* Source excerpt:
Studio album by Gary B. B. Coleman
- Released: 1988
- Studio: Sound Lab Recording Studio, Atlanta
- Genre: Blues
- Length: 44:32
- Label: Ichiban
- Producer: Gary B. B. Coleman

Gary B. B. Coleman chronology
| Nothin' but the Blues (1987) | If You Can Beat Me Rockin'... (1988) | One Night Stand (1989) |

= If You Can Beat Me Rockin'... =

If You Can Beat Me Rockin'... is the second studio album by American blues musician Gary B. B. Coleman. The album was released in 1988 by Ichiban Records label.

Professional ratings
Review scores
| Source | Rating |
| AllMusic |  |
| The Virgin Encyclopedia of the Blues |  |

==Reception==
Niles J. Frantz of AllMusic stated: "He was influenced by Jimmy Reed, T-Bone Walker, B.B. King, and Lightnin' Hopkins, along with country & western, cajun, and early rock & roll." In his review for The Virgin Encyclopedia of the Blues Gérard Herzhaft commented "The best album yet from this strange southern bluesman. Sometimes luckluster but sometimes also very tasty."

* Records supplied:
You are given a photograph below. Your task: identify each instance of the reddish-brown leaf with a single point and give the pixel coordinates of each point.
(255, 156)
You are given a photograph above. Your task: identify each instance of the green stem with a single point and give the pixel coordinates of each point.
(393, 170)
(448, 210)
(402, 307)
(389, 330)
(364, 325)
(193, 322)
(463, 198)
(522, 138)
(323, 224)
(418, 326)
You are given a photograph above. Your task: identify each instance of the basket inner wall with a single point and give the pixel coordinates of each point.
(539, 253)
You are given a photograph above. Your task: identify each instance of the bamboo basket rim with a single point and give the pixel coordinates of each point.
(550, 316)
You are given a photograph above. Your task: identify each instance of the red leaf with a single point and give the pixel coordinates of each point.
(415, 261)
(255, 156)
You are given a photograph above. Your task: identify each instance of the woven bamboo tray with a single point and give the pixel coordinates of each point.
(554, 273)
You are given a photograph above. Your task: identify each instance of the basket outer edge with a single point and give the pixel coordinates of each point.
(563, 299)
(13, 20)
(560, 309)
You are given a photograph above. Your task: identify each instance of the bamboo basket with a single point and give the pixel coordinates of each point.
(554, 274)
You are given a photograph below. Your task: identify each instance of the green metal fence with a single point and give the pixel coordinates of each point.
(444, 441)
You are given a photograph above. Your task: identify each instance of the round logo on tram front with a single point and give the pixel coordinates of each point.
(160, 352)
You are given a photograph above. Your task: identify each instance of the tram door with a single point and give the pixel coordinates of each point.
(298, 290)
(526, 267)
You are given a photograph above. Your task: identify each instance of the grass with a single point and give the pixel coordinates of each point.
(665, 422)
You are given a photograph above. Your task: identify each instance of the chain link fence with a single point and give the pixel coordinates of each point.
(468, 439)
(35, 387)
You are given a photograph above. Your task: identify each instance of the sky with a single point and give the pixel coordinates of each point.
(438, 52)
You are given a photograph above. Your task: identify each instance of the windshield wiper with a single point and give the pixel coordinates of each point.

* Description of the task: Retype the album article on If You Can Beat Me Rockin'... in full, with no changes.

* Output for this task:
Studio album by Gary B. B. Coleman
- Released: 1988
- Studio: Sound Lab Recording Studio, Atlanta
- Genre: Blues
- Length: 44:32
- Label: Ichiban
- Producer: Gary B. B. Coleman

Gary B. B. Coleman chronology
| Nothin' but the Blues (1987) | If You Can Beat Me Rockin'... (1988) | One Night Stand (1989) |

= If You Can Beat Me Rockin'... =

If You Can Beat Me Rockin'... is the second studio album by American blues musician Gary B. B. Coleman. The album was released in 1988 by Ichiban Records label.

Professional ratings
Review scores
| Source | Rating |
| AllMusic |  |
| The Virgin Encyclopedia of the Blues |  |

==Reception==
Niles J. Frantz of AllMusic stated: "He was influenced by Jimmy Reed, T-Bone Walker, B.B. King, and Lightnin' Hopkins, along with country & western, cajun, and early rock & roll." In his review for The Virgin Encyclopedia of the Blues Gérard Herzhaft commented "The best album yet from this strange southern bluesman. Sometimes luckluster but sometimes also very tasty."